=== EXCERPTED PASSAGE ===

Tuesday, May 31, 2011

Fishing Report

Saturday I picked up a friend and we headed out to Guist Creek Lake. I wanted to find some bank fishing spots. It turns out there is really just one public access location to the bank at Guist Creek. I had suspected that we'd find more if we hunted and were willing to hike – and I still believe that, if one is willing to hoof it through underbrush, there's a pretty big area of access. It's just hard to get to.

Anyway, we fished there for 2-3 hours. He caught a small bass, and I caught a small longear sunfish (photo 1) and three small striped bass. I'd have taken photos of the bass, but they were too small to show up on camera.

I also found a Shelby County High School class ring. It had a name on it, so it should be easy to return.

In the grass I found a wire creel basket, in very good shape – looked almost new.

I also found two channel catfish on a stringer. I looked around and didn't see anyone nearby to whom they might have belonged. I pulled the catfish out of the water a checked them out. One of them was under the 12 inch limit for channel catfish at that lake (both of them might have been, but I didn't measure. The second one looked to be about a foot long). So, after waiting around to make sure there wasn't someone close by about to claim them, I released them back into the wild.

After driving around a while looking for other access spots, we decided to go to Taylorsville Lake. We parked near the dam there, and hiked down to the water a decent way from the dam. The water there was still very high, up in the timber, so it was very difficult to fish (photos 2 and 3). There was no way to cast out more than ten feet in any direction. We fished a little and ate lunch. My friend very bravely tried a rooster tail spinner, and actually managed not to lose it.

Then we decided to try hiking around the shore of the lake to find someplace easier to fish. The walk was on a steep muddy slope with lots of undergrowth (photo 4); it was very slow going, and my friend ended up hurting his knee in a fall, so we decided to go to the Salt River tailwaters nearby instead.

The tailwater area was much more accessible and we spent the rest of the day there. While tying a hook on my line as I knelt in the grass, my friend walked over and pointed out a snake there was just a few feet away. (photo 5). It was holding very still, and was so close that we might have easily stepped on him. I got his photo and then shoed him away. I don't know what he was; maybe a black racer?

I caught a largemouth bass at the tailwaters (photos 6 and 7). He was much bigger in person, I swear!

Wednesday, May 25, 2011


I'm excited about fishing this weekend.  I'll be picking up Chet, with whom I used to go fishing pretty frequently, early Saturday morning.  We're planning on going out to Guist Creek Lake to explore bank fishing spots.


I've heard that there's not a lot of bank access at Guist Creek, but the state owns 50 foot easement around the lake and recently acquired three acres of land adjacent to the lake and the highway to provide more shore access.  I'd like to do some exploring.  I may end up doing as much walking around as fishing, but that's fine with me.

===

* **DIRECTIONS**: Write the next few sentences of the fishing blog above, picking up after its final line.

=== DATASET ENTRIES ===

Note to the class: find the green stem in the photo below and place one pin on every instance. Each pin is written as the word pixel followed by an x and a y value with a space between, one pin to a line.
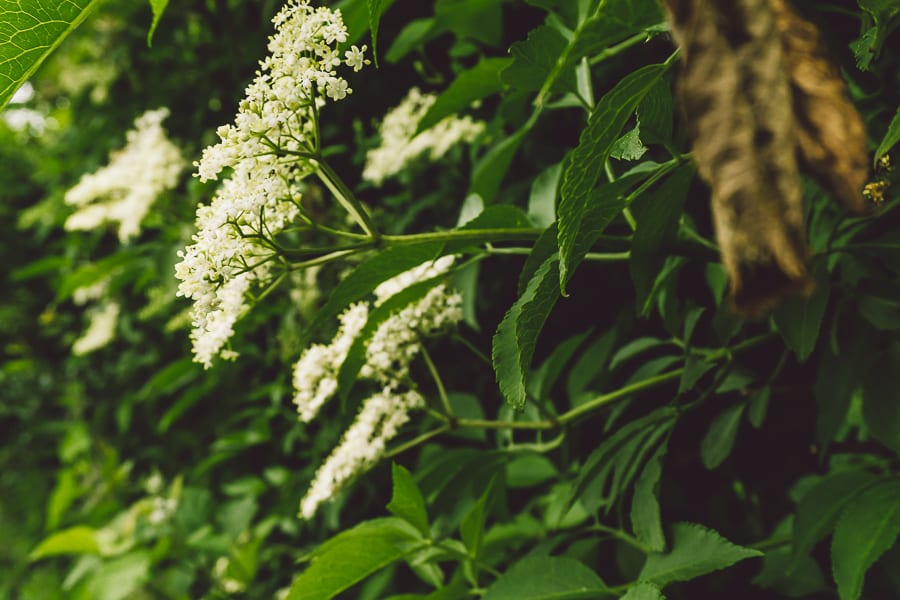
pixel 438 383
pixel 502 234
pixel 346 198
pixel 420 439
pixel 590 406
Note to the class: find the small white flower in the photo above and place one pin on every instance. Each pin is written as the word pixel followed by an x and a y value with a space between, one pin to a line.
pixel 399 146
pixel 225 262
pixel 355 57
pixel 123 191
pixel 362 446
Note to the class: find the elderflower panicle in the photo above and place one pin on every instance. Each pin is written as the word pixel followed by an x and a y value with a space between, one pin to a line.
pixel 315 374
pixel 123 191
pixel 397 340
pixel 362 446
pixel 265 149
pixel 399 144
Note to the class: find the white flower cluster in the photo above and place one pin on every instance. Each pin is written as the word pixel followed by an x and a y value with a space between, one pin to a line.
pixel 363 444
pixel 399 146
pixel 395 343
pixel 275 125
pixel 123 191
pixel 100 331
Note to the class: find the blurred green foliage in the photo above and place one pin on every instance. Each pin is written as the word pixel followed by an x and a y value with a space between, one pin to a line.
pixel 659 439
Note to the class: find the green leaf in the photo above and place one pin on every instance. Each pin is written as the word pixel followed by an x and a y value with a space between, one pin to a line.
pixel 480 81
pixel 645 516
pixel 547 578
pixel 891 136
pixel 471 528
pixel 614 21
pixel 351 556
pixel 696 551
pixel 406 500
pixel 413 35
pixel 655 114
pixel 867 528
pixel 501 216
pixel 543 248
pixel 490 170
pixel 376 8
pixel 29 31
pixel 119 578
pixel 74 540
pixel 719 439
pixel 880 407
pixel 366 277
pixel 629 146
pixel 799 320
pixel 588 158
pixel 614 463
pixel 819 508
pixel 535 59
pixel 643 591
pixel 542 199
pixel 838 377
pixel 516 336
pixel 158 7
pixel 883 16
pixel 657 216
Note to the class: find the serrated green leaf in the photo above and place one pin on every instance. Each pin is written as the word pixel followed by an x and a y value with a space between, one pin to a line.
pixel 758 405
pixel 351 556
pixel 819 508
pixel 542 199
pixel 516 336
pixel 645 515
pixel 657 216
pixel 614 21
pixel 579 179
pixel 29 31
pixel 629 146
pixel 891 136
pixel 615 461
pixel 413 35
pixel 866 529
pixel 880 407
pixel 543 248
pixel 696 551
pixel 535 59
pixel 74 540
pixel 719 438
pixel 635 348
pixel 471 528
pixel 655 112
pixel 643 591
pixel 406 500
pixel 882 19
pixel 375 8
pixel 119 578
pixel 377 269
pixel 838 377
pixel 501 216
pixel 799 320
pixel 547 578
pixel 479 82
pixel 158 7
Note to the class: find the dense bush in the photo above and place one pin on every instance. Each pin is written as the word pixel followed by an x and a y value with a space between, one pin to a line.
pixel 507 292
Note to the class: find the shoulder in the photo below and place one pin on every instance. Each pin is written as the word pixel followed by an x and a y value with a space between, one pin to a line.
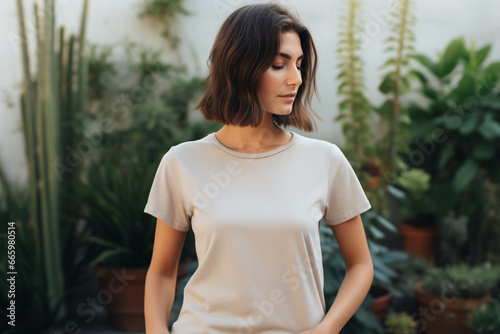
pixel 318 145
pixel 187 149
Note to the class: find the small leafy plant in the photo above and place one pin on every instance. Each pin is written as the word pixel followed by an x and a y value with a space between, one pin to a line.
pixel 400 323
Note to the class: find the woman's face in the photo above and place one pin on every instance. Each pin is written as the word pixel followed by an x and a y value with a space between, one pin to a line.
pixel 283 77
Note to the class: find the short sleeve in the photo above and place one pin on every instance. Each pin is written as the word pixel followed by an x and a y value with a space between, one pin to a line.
pixel 165 199
pixel 345 196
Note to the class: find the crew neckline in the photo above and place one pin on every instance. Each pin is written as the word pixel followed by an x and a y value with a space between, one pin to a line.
pixel 216 141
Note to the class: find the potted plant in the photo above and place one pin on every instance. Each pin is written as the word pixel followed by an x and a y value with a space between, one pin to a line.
pixel 418 228
pixel 455 131
pixel 372 312
pixel 485 319
pixel 400 323
pixel 447 295
pixel 122 237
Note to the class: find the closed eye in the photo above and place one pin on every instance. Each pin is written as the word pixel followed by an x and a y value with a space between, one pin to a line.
pixel 280 67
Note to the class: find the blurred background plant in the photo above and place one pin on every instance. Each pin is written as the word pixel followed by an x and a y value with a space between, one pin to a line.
pixel 485 319
pixel 400 323
pixel 455 137
pixel 165 12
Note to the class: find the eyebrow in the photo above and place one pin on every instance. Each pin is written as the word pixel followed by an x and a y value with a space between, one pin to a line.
pixel 287 56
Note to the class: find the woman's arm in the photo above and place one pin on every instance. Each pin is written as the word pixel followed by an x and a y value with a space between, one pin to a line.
pixel 353 245
pixel 161 277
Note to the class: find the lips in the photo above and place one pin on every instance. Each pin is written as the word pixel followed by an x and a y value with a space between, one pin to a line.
pixel 289 95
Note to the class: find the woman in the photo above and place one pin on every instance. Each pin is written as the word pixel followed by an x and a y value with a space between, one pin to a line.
pixel 254 194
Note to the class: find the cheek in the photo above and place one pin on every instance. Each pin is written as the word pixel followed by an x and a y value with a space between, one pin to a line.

===

* **RESPONSE TO THE EXERCISE**:
I'm also very interested in fishing around the Falls of the Ohio, once the waters go down—whenever that will be.  I've only fished down there a little, while the water was sort of high, and never caught anything.  However, the talk among anglers is that it's a really good spot for striped bass, sauger, catfish, and more.  Also, I just learned that just a couple of years ago, the Louisville side (at Shippingport Island) was opened up to public access with a new bridge and footpaths.  One can fish there now, and do some bird watching.  It also might be a great spot for painting.  I'm very interested in checking it out.


I've restrung two poles and checked over my tackle box, and I even honed the hooks on a few of my lures last night.  As nerdy as it sounds, I spent a few minutes discussing knots on the phone with Chet last night.


Dad has also prepared his fishing gear, but I don't know if he wants to go fishing for fishing's sake, or if he really just wants to go to do it with his grand daughters, which we plan to take on their first fishing excursion soon.  I don't know where we'll go; I'm thinking either Long Run or McNeely Lake, but Miles Park out in Middletown might also be good. ("Good" being a relative term for these over-fished suburban lakes.)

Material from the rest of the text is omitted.